> _STATED EXERCISE_
In the rows below, replace every "even-odd rule" with "nonzero winding rule" and reproduce the rest unchanged.

Segmentation annotation rows:
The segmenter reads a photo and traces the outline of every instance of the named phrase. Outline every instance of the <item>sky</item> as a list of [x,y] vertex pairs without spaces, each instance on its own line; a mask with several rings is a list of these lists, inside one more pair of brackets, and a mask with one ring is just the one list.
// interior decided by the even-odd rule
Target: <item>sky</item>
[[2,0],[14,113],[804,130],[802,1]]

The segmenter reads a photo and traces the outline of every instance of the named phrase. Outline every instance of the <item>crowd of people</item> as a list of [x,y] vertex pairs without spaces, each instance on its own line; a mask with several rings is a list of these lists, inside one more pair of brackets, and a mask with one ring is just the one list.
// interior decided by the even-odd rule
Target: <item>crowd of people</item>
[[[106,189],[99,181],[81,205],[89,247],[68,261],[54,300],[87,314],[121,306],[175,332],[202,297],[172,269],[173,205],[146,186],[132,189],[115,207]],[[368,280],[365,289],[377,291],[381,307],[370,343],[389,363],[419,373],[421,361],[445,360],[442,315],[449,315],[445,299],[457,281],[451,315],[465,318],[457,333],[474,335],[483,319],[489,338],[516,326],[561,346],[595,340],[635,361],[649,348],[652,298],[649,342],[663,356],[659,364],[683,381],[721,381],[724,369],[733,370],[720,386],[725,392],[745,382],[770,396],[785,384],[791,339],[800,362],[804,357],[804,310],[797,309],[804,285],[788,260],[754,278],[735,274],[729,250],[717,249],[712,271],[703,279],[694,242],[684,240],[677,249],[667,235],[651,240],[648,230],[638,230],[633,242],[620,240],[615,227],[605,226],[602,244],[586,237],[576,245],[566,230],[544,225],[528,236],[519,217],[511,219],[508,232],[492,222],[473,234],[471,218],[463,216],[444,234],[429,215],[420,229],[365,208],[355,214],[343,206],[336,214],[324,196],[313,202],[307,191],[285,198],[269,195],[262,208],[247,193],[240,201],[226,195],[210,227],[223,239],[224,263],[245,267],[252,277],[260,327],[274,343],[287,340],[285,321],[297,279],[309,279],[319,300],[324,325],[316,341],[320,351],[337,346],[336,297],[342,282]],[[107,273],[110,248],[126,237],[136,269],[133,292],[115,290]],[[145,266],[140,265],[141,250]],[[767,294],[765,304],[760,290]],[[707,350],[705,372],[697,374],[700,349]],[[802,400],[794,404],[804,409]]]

> _ANSWER TO THE EXERCISE_
The segmenter reads a photo and traces the outline of every instance of the named phrase. Outline every instance of the <item>sky</item> as a list of [x,y] vertex pairs without spaces, each instance on its own line; a mask with several rings is a list of these lists, inside one more pair of brackets, and a mask with one ring is just the one list.
// interior decided by the nonzero winding rule
Target: <item>sky</item>
[[2,0],[14,113],[804,130],[802,1]]

The segmenter reads a photo and traces the outline of every instance of the named phrase. Outline every instance of the <item>crowd of people</item> as a list of [x,y] vertex pairs without spaces, each instance on its own line; a mask with several rings is a list of these lists, inside one more pair of brackets, and a mask with one ring is just the one list.
// interior decided by the nonzero winding rule
Target: <item>crowd of people</item>
[[[106,189],[99,181],[81,205],[89,247],[68,261],[54,300],[87,314],[121,306],[175,332],[202,297],[172,269],[173,205],[146,186],[132,189],[115,207]],[[368,280],[365,289],[377,291],[381,307],[370,343],[389,363],[419,373],[421,361],[445,360],[442,315],[449,315],[445,299],[457,281],[451,315],[465,318],[457,333],[474,335],[483,319],[489,338],[516,326],[561,346],[595,340],[635,361],[649,348],[652,298],[649,342],[663,356],[659,364],[683,381],[721,381],[724,369],[733,370],[720,386],[725,392],[745,382],[770,396],[785,384],[791,339],[800,362],[804,357],[804,310],[797,309],[804,285],[788,260],[754,278],[735,274],[729,250],[717,249],[712,271],[703,279],[694,242],[684,240],[677,249],[667,235],[651,240],[648,230],[638,230],[633,242],[620,240],[615,227],[605,226],[602,244],[586,237],[576,245],[566,230],[544,225],[528,236],[519,217],[511,219],[508,232],[492,222],[473,234],[471,218],[463,216],[444,234],[429,215],[420,229],[365,208],[355,214],[343,206],[336,214],[324,196],[313,202],[307,191],[285,198],[269,195],[262,208],[247,193],[240,201],[226,195],[210,227],[223,239],[224,263],[245,267],[252,277],[260,327],[274,343],[287,340],[285,321],[297,279],[309,279],[319,300],[324,325],[316,341],[320,351],[337,346],[336,297],[342,282]],[[107,273],[110,248],[126,237],[136,269],[133,292],[115,290]],[[145,266],[140,265],[141,250]],[[767,294],[765,304],[760,290]],[[707,350],[705,372],[697,374],[700,349]],[[802,400],[794,404],[804,409]]]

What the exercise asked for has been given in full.